_The task:_ Down to the final line, return the records unchanged.

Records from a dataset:
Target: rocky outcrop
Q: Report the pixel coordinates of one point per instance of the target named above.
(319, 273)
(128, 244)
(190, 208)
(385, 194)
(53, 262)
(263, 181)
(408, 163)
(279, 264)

_Output of the exercise:_
Target: rocky outcrop
Q: Report the pixel coordinates of one point per instance of the target named above.
(319, 273)
(128, 244)
(190, 208)
(385, 194)
(53, 262)
(263, 181)
(408, 163)
(279, 264)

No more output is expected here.